**Directions**
a: Answer these from the account of an elderly relative's cognitive decline:
(i) With what ages did the tests put her in line?
(ii) How did Paklang travel when he came to visit?
(iii) Starting around what month and year did the writer begin to develop the new approach and outlook?
b: From the account of an elderly relative's cognitive decline, extract the passage between "She stayed at" and "thought of one.", inclusive.

**Source extract**
She stayed at Mus' as she naturally would, given a proper guestroom downstairs, a maid to help look after. But somehow, the maid and mom developed some strain. True, she may not have been at her easiest. With constant refusal to eat, would throw away food, may even pass and discharge motion at inappropriate places. But it still wouldn't warrant a maid to be disrespectful at elderly. But still it happened and not long after, they decided to secure a maid for her. But a plan is till a plan, it couldn't happen as soon as one thought of one.
They tried again to bring her in for checking, after realised that things didn't get better. Her cognitive functions seemed to be getting worse. She couldn't differentiate from night and day. She couldn't even get her stories right. This time, she was given few tests. Doctors admitted that there's something wrong with her. Her blood test and other indicators turned out normal. But she had a very bad cognitive reasoning and function. As how hubs put it, the tests has only put her in line with 5 and 6 years old.
She stayed for few days. Angah insisted to visit (I'm not sure why she was so adamant on visiting). Ita paid her visit too. We came as well in one of the days. Paklang was there as well when we came. Paklang came by riding motorbike. Being older than MIL and having seen her to be that bad, made me appreciate how strong Paklang is. He said that the riding is something that needs to be done. It keeps you body active and your mind sharp by having to maneuver the traffic. This was the starting point that changed things for me. We always give convenience, automation more welcome than it should. Yes, they ease and provide comfort to our life, but we fail to realise that it's at the expense of some of our cognitive function and reasoning. Your well developed parts of the brain became lazy and will lose its ability just as muscles would. Things as basic as over reliance on waze and google map for direction, over reliance on calculators for some basic calculations, over reliance on chatgpt to form basic sentences. These are just some basic ways to deplete your brain muscle and cognitive abilities. And it has never been clearer and dire than it is now. My own mom at 78 can still remember things perfectly well, even better than I would. And I am never as good as her to remember dates, years that any particular event is happening. She knows the year of almost everyone's birthdays, marriage. She may not be particularly excelled in names, but hers is much better than mine. She can remember our old school friends (due to the connection of their parents) better than I do. We always refer to her to recall certain dates and years. She's been guiding my father for navigation cause she simply knows it better. She is sharp more than she seem. If only she was given a chance to pursue her study, I don't doubt she will excel. She's a woman of very few words and may not appeal much to many due to her perceived coldness, but she is always well intent. It was due to these few facts, starting around July 2025, that I started to develop this new approach and outlook: No matter how much convenience you get from all these automation, never let your brain, your muscles lazy. Read, write, recite Quran. Calculate numbers. Navigate conventionally. And more should be built on.
May I'll still be as sharp as mom, and may I'll be as strong as my father.

**Dataset entries**
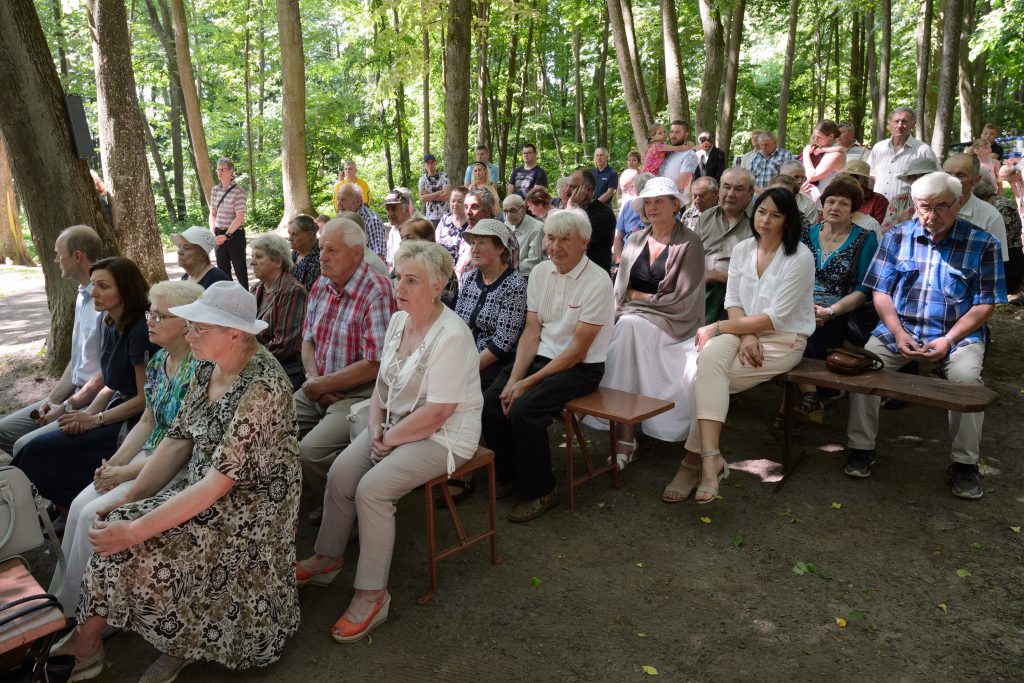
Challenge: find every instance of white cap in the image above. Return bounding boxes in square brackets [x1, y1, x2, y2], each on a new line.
[167, 282, 267, 335]
[171, 225, 217, 254]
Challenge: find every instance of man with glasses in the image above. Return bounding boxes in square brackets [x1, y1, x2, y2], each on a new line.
[845, 171, 1007, 499]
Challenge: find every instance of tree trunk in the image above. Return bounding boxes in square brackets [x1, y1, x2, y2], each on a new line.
[778, 0, 800, 150]
[696, 0, 725, 140]
[278, 0, 313, 228]
[87, 0, 167, 283]
[932, 0, 964, 159]
[605, 0, 649, 155]
[914, 0, 932, 140]
[0, 135, 35, 265]
[0, 0, 121, 375]
[171, 0, 213, 202]
[718, 0, 746, 160]
[444, 0, 468, 187]
[659, 0, 690, 123]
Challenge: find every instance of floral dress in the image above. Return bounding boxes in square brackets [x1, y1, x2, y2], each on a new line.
[78, 348, 301, 669]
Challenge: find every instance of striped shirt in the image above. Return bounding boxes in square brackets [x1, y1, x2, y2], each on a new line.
[864, 218, 1007, 353]
[302, 261, 395, 375]
[868, 137, 939, 202]
[526, 256, 615, 362]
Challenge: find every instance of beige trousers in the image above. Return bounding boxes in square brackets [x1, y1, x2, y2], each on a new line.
[846, 337, 985, 465]
[685, 332, 807, 453]
[295, 382, 374, 497]
[313, 430, 454, 591]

**Responses by task**
a:
(i) 5 and 6 years old
(ii) By riding a motorbike
(iii) July 2025

b:
She stayed at Mus' as she naturally would, given a proper guestroom downstairs, a maid to help look after. But somehow, the maid and mom developed some strain. True, she may not have been at her easiest. With constant refusal to eat, would throw away food, may even pass and discharge motion at inappropriate places. But it still wouldn't warrant a maid to be disrespectful at elderly. But still it happened and not long after, they decided to secure a maid for her. But a plan is till a plan, it couldn't happen as soon as one thought of one.